## Work instructions
Line count for the string "plant" in the records below: report that figure and nothing else.

--- START ---

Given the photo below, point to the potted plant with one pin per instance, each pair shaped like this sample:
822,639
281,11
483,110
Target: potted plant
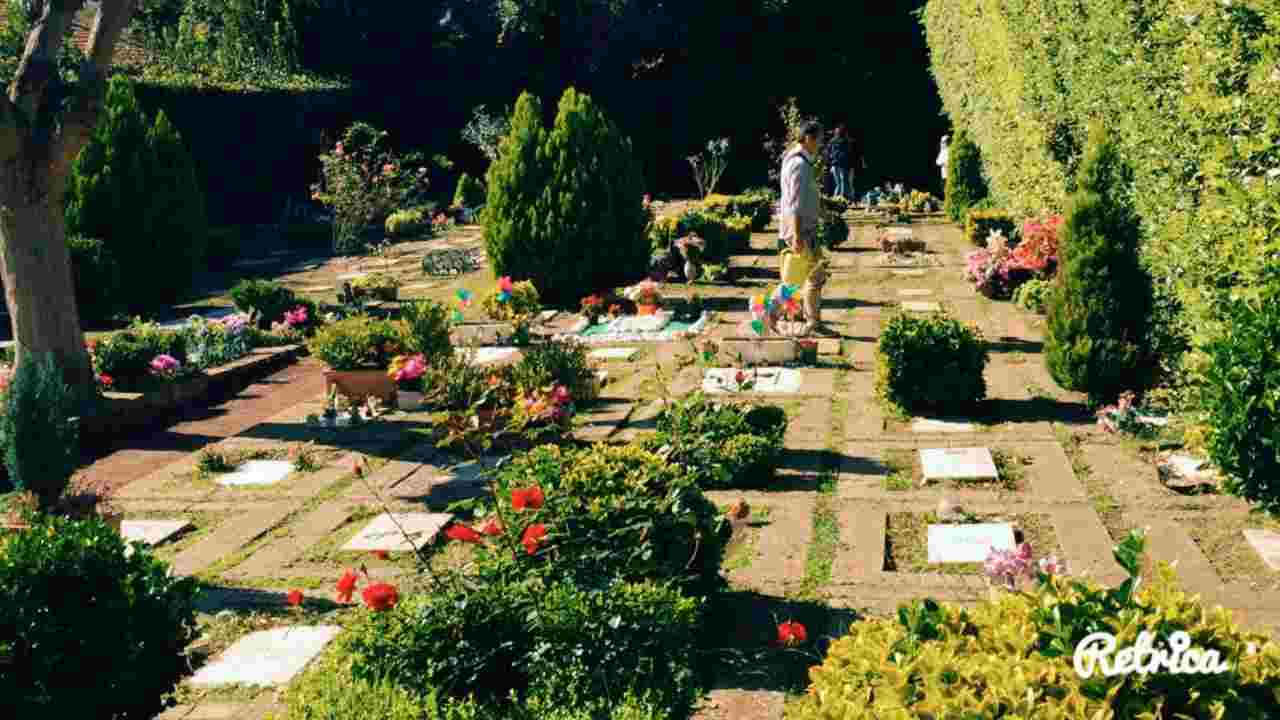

--- END ---

## Exercise response
2